• Exercise details
Wherever the line that contains "Expected output: for each instance of the alpine" falls, repeat it and the lines after it exactly until the records end, without any pictures.

• Dataset content
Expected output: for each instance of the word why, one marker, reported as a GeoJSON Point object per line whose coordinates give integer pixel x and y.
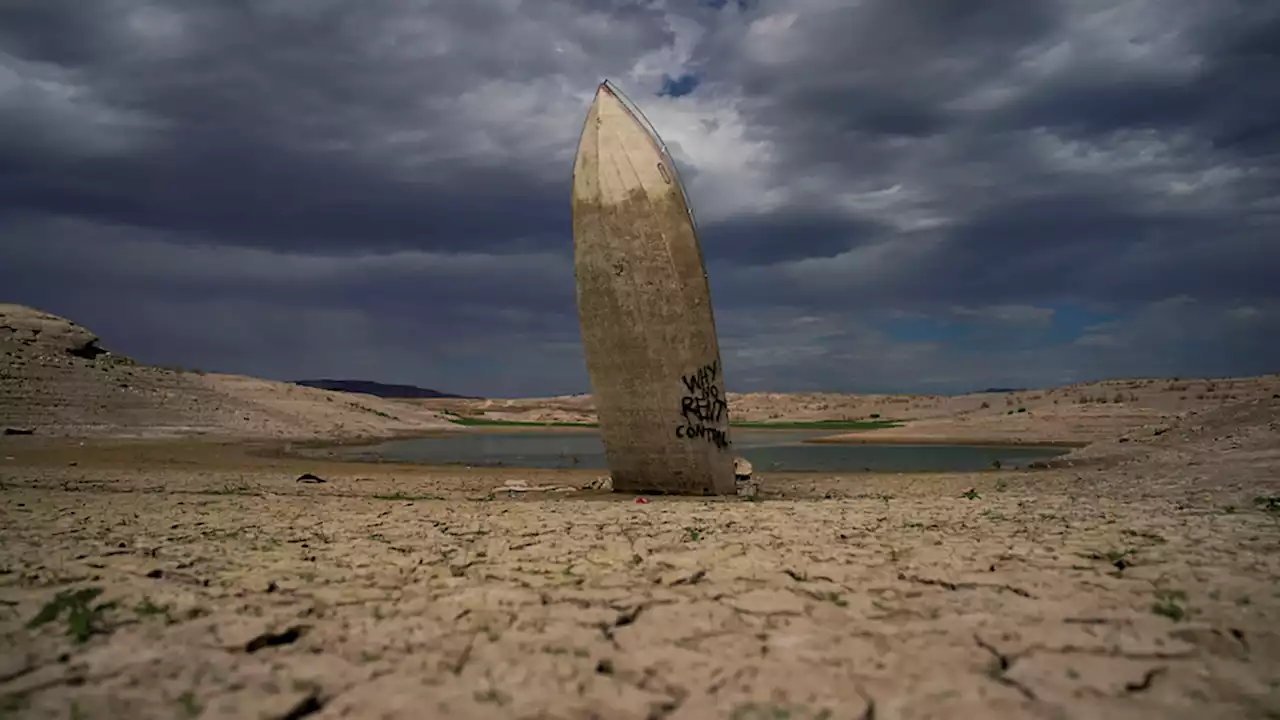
{"type": "Point", "coordinates": [703, 408]}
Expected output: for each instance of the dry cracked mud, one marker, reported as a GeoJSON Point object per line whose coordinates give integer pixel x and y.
{"type": "Point", "coordinates": [200, 580]}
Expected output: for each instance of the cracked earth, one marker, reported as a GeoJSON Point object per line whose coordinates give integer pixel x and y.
{"type": "Point", "coordinates": [197, 580]}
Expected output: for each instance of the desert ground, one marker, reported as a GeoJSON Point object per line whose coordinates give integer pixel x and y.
{"type": "Point", "coordinates": [165, 552]}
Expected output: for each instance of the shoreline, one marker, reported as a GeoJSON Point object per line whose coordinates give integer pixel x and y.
{"type": "Point", "coordinates": [871, 438]}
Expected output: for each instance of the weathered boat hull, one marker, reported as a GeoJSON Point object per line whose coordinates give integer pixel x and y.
{"type": "Point", "coordinates": [644, 309]}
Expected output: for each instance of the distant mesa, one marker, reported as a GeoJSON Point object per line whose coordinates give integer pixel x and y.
{"type": "Point", "coordinates": [379, 390]}
{"type": "Point", "coordinates": [40, 331]}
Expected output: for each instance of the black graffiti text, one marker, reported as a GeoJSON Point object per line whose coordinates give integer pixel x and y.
{"type": "Point", "coordinates": [703, 408]}
{"type": "Point", "coordinates": [714, 436]}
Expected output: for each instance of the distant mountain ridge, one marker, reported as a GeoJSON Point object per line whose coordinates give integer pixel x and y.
{"type": "Point", "coordinates": [378, 390]}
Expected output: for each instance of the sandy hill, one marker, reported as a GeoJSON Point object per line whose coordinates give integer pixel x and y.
{"type": "Point", "coordinates": [58, 379]}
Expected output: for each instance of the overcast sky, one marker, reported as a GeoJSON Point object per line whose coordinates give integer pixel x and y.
{"type": "Point", "coordinates": [924, 195]}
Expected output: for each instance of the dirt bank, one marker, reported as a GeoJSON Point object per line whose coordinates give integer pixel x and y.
{"type": "Point", "coordinates": [1141, 586]}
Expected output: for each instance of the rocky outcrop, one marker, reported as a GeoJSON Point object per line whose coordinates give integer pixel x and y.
{"type": "Point", "coordinates": [58, 379]}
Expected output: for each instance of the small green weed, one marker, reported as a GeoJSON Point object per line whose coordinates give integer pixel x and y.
{"type": "Point", "coordinates": [1269, 504]}
{"type": "Point", "coordinates": [1170, 604]}
{"type": "Point", "coordinates": [188, 705]}
{"type": "Point", "coordinates": [82, 618]}
{"type": "Point", "coordinates": [146, 607]}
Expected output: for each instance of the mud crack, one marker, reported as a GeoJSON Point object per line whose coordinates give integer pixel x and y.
{"type": "Point", "coordinates": [272, 639]}
{"type": "Point", "coordinates": [951, 586]}
{"type": "Point", "coordinates": [305, 707]}
{"type": "Point", "coordinates": [1146, 682]}
{"type": "Point", "coordinates": [1001, 666]}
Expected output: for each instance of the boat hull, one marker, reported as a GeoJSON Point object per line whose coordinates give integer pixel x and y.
{"type": "Point", "coordinates": [645, 314]}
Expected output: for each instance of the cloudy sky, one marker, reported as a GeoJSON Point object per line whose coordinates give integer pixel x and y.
{"type": "Point", "coordinates": [926, 195]}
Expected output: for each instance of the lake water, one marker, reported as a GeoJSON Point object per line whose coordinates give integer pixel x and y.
{"type": "Point", "coordinates": [767, 450]}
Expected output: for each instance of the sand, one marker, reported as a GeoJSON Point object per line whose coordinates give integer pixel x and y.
{"type": "Point", "coordinates": [1137, 577]}
{"type": "Point", "coordinates": [1139, 584]}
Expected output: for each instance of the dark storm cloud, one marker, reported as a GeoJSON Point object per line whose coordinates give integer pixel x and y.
{"type": "Point", "coordinates": [379, 188]}
{"type": "Point", "coordinates": [266, 115]}
{"type": "Point", "coordinates": [781, 236]}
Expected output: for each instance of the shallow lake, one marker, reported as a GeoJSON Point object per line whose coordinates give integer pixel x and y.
{"type": "Point", "coordinates": [767, 450]}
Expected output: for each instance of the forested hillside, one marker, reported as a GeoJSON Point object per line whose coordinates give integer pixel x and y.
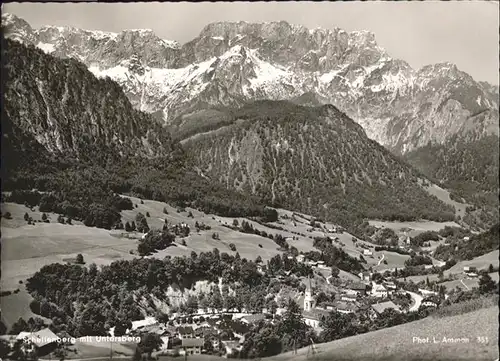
{"type": "Point", "coordinates": [313, 159]}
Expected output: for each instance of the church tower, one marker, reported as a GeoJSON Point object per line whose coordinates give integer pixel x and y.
{"type": "Point", "coordinates": [309, 303]}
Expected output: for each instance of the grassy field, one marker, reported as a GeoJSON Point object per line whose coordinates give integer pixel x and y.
{"type": "Point", "coordinates": [17, 305]}
{"type": "Point", "coordinates": [397, 343]}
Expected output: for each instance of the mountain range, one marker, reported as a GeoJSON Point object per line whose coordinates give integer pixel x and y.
{"type": "Point", "coordinates": [291, 115]}
{"type": "Point", "coordinates": [229, 64]}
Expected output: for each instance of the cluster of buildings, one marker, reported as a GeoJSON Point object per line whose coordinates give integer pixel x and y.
{"type": "Point", "coordinates": [303, 259]}
{"type": "Point", "coordinates": [470, 271]}
{"type": "Point", "coordinates": [35, 344]}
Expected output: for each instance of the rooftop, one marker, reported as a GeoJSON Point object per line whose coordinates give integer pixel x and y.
{"type": "Point", "coordinates": [357, 286]}
{"type": "Point", "coordinates": [381, 307]}
{"type": "Point", "coordinates": [183, 330]}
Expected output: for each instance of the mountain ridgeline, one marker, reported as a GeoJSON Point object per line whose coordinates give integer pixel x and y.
{"type": "Point", "coordinates": [313, 159]}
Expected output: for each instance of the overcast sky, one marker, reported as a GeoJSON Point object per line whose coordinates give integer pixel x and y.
{"type": "Point", "coordinates": [463, 32]}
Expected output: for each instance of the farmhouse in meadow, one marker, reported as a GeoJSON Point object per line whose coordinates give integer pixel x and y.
{"type": "Point", "coordinates": [192, 346]}
{"type": "Point", "coordinates": [379, 308]}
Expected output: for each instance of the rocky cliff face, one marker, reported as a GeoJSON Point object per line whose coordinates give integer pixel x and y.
{"type": "Point", "coordinates": [231, 63]}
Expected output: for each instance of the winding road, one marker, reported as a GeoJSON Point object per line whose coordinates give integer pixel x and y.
{"type": "Point", "coordinates": [417, 299]}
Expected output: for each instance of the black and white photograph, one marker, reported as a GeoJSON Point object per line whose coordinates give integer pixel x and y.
{"type": "Point", "coordinates": [272, 181]}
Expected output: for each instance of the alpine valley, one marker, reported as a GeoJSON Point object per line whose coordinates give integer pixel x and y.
{"type": "Point", "coordinates": [270, 110]}
{"type": "Point", "coordinates": [260, 190]}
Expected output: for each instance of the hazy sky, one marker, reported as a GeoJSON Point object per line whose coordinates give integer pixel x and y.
{"type": "Point", "coordinates": [463, 32]}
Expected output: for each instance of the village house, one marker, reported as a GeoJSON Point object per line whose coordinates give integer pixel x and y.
{"type": "Point", "coordinates": [330, 306]}
{"type": "Point", "coordinates": [349, 298]}
{"type": "Point", "coordinates": [185, 332]}
{"type": "Point", "coordinates": [313, 318]}
{"type": "Point", "coordinates": [192, 346]}
{"type": "Point", "coordinates": [345, 307]}
{"type": "Point", "coordinates": [378, 290]}
{"type": "Point", "coordinates": [379, 308]}
{"type": "Point", "coordinates": [425, 292]}
{"type": "Point", "coordinates": [390, 286]}
{"type": "Point", "coordinates": [231, 346]}
{"type": "Point", "coordinates": [429, 302]}
{"type": "Point", "coordinates": [140, 324]}
{"type": "Point", "coordinates": [470, 271]}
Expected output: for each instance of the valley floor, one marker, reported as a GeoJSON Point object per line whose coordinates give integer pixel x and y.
{"type": "Point", "coordinates": [397, 343]}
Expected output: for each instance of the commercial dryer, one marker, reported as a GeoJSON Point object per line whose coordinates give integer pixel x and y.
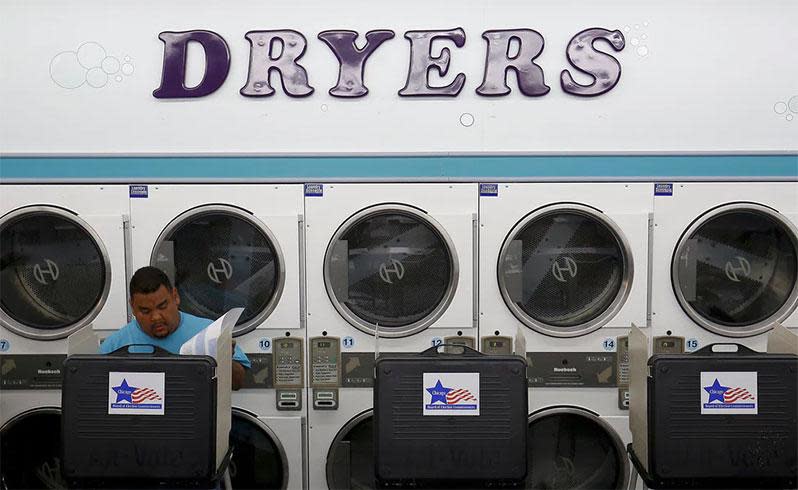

• Answer to this exercise
Expected output: for each instance of the alpine valley, one marker, reported as a GeoJSON Point object per line whose coordinates give integer pixel x and y.
{"type": "Point", "coordinates": [270, 110]}
{"type": "Point", "coordinates": [260, 190]}
Expected output: for each instance of the hazy sky, one marker, reported as a GeoJSON Point object per line whose coordinates give integer pixel x and y.
{"type": "Point", "coordinates": [463, 32]}
Expected output: for each instance of the village house, one marker, reported as a GeoJSON Point object per line whose coordinates give integer pixel x and y.
{"type": "Point", "coordinates": [330, 306]}
{"type": "Point", "coordinates": [349, 298]}
{"type": "Point", "coordinates": [185, 332]}
{"type": "Point", "coordinates": [313, 318]}
{"type": "Point", "coordinates": [192, 346]}
{"type": "Point", "coordinates": [345, 307]}
{"type": "Point", "coordinates": [378, 290]}
{"type": "Point", "coordinates": [379, 308]}
{"type": "Point", "coordinates": [425, 292]}
{"type": "Point", "coordinates": [390, 286]}
{"type": "Point", "coordinates": [231, 346]}
{"type": "Point", "coordinates": [429, 302]}
{"type": "Point", "coordinates": [140, 324]}
{"type": "Point", "coordinates": [470, 271]}
Expected output: for each instance of the valley floor, one marker, reported as a GeoJSON Point object per line whose coordinates give integer pixel x and y.
{"type": "Point", "coordinates": [397, 343]}
Expected output: for each instance of the commercial dryer, one marker, reported as a GeoJSON Point object per line whose coordinates give integer pixel x and y.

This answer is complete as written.